Outline labeling rows
______

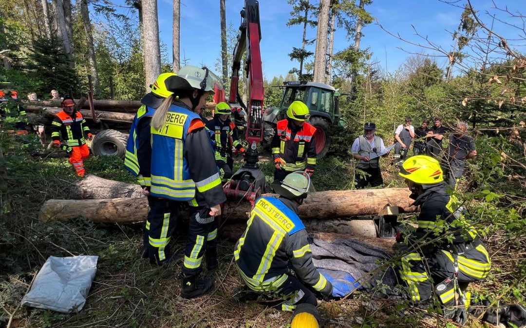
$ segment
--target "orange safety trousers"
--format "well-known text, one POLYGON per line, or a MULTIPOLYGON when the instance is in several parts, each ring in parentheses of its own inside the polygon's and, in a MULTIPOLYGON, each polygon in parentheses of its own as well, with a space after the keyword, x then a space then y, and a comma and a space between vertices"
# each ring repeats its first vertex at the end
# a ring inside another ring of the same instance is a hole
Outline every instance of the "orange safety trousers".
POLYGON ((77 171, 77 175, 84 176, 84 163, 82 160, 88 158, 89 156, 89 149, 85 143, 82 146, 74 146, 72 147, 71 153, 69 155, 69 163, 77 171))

______

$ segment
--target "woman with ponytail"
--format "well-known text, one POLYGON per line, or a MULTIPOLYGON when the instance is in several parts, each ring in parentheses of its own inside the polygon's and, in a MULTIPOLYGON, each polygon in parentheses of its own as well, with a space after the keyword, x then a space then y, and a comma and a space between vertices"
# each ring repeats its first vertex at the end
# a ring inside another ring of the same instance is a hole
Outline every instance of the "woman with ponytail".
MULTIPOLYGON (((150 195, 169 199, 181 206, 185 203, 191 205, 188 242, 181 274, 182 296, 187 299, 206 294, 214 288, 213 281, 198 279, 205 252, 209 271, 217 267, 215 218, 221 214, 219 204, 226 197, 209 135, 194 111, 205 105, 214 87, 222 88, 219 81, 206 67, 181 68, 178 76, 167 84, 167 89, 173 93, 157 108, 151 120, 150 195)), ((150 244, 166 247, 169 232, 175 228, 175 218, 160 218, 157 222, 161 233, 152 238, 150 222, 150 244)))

______

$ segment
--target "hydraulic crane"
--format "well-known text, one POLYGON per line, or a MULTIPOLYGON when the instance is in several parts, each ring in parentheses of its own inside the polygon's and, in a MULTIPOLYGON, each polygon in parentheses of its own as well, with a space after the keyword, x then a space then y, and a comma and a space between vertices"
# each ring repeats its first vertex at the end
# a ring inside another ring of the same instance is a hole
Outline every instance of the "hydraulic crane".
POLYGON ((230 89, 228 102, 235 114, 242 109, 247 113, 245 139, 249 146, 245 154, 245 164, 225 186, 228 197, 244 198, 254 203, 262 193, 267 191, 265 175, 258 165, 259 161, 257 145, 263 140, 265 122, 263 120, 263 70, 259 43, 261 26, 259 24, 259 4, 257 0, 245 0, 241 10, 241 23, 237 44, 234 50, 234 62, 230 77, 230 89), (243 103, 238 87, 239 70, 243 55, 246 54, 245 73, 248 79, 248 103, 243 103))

______

### YOUR OBJECTIVE
Count the lines in the rows above that contain the string "orange", with case taken into account. Reply with the number alone.

### OUTPUT FOR THIS TASK
2